WHAT THE EXERCISE ASKS: Print the part of the Soundstream amplifier thread from "## smithee419 (Aug" to "(Apr 14, 2010)", word for word.

SELECTED EXCERPT:
━━━

Wow....it finished higher than I thought it would. $950 shipped. I'll post up here if I get the pleasure of speaking to Wade about it.


----------



## smithee419 (Aug 27, 2008)

I'm curious what Wade has to say also. I still have to send him my other Davinci to get the power supply repaired.


----------



## ugnlol (Apr 14, 2010)

I don't know this Wade, but do he still work for Soundstream or another brand?

When 'outsourcing' the production it's not a problem getting a product that looks like the one you ordered them to make, but the quality control that they actually use the parts you want to use and that every product is the same is the problem.
It's not the first time resistors, capacitor and so are replaced with cheaper ones "with the same value". And then you end up with a nice looking product, but not what you ordered.

And I think it's hard for any company to publicly go out and admit that a product has been compromised because of this.

But for me, this actually matters.


----------



## rockytophigh (Apr 16, 2008)

ugnlol said:


> I don't know this Wade, but do he still work for Soundstream or another brand?
> 
> When 'outsourcing' the production it's not a problem getting a product that looks like the one you ordered them to make, but the quality control that they actually use the parts you want to use and that every product is the same is the problem.
> It's not the first time resistors, capacitor and so are replaced with cheaper ones "with the same value". And then you end up with a nice looking product, but not what you ordered.
> ...


do a search for ace956 on here.


----------



## rockytophigh (Apr 16, 2008)

Heard from Wade. Here is what he had to say.

" I designed pretty much all the Soundstream amplifiers, everything built through 1997. The DaVinci, Tarantula and Picasso were all my designs. As far as the DaVinci goes everyone of the gold paneled, rack mount DiVinci's were my design. The originals were built at my factory then Soundstream set up there own manufacturing and they built some there, but there were never any of that particular model manufactured anywhere but the USA."

Here is some additional information about his designs you guys may find interesting.

"If the pc board is blue then the amplifier was built by me. I it says Rubicon on the outside or the pc board is red then it was built by Soundstream. Most of the Rubicon amps were copies of my designs with some minor modifications."


----------

━━━

RECORDS:
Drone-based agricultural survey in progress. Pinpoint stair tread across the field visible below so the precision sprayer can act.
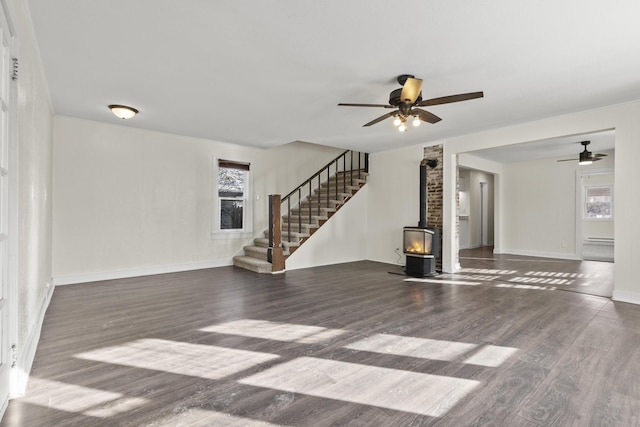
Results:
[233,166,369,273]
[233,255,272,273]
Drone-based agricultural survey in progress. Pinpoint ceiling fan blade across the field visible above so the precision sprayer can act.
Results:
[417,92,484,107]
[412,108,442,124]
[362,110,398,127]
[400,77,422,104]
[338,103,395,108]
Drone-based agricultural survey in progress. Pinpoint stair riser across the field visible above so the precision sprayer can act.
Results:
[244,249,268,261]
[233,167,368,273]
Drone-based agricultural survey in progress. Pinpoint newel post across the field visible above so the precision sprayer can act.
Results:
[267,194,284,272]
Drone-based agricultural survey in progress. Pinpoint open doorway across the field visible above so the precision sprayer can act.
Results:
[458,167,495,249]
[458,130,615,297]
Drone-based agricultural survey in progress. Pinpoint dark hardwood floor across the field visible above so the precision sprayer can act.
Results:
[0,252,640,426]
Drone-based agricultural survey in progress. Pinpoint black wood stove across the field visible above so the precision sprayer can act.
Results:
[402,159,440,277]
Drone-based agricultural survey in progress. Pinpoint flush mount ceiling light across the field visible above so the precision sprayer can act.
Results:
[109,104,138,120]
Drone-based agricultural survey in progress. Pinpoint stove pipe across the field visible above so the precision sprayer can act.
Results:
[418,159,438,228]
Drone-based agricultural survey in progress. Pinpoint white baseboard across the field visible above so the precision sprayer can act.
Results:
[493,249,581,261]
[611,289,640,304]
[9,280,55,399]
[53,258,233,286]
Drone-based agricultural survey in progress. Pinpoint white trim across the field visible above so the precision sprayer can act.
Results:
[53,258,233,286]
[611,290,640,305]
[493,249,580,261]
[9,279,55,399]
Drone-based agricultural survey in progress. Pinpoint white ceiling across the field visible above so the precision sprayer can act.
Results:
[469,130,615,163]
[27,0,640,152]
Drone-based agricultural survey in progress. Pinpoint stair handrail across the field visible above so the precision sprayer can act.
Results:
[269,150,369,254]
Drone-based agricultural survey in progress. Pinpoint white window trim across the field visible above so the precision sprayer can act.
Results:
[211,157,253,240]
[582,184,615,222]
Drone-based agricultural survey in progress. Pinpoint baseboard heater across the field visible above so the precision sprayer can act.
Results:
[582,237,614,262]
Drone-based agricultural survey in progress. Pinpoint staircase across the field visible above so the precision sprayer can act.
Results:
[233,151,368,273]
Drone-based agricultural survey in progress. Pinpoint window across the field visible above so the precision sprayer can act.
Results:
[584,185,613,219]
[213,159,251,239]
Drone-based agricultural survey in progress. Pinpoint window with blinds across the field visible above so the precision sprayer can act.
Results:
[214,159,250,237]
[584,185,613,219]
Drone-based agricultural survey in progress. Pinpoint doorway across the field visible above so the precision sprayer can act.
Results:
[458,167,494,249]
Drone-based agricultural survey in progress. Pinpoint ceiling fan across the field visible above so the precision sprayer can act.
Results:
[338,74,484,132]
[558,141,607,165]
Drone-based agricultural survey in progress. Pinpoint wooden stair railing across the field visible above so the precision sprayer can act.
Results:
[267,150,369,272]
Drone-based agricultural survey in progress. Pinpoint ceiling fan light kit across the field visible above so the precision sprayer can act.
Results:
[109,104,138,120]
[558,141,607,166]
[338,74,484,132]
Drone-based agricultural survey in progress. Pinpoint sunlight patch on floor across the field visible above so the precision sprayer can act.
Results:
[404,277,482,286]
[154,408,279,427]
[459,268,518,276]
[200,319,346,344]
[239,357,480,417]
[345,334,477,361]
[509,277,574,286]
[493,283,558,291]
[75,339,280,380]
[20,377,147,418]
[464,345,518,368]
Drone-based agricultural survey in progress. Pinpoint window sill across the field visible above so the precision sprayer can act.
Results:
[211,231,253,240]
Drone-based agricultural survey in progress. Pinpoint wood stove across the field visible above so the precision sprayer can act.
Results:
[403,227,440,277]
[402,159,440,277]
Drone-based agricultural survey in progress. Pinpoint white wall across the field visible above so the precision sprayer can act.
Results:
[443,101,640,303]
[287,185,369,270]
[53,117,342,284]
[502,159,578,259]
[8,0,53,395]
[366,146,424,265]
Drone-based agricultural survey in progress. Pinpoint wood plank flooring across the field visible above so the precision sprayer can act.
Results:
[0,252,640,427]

━━━

RESULT FOR THIS TASK:
## smithee419 (Aug 27, 2008)

I'm curious what Wade has to say also. I still have to send him my other Davinci to get the power supply repaired.


----------



## ugnlol (Apr 14, 2010)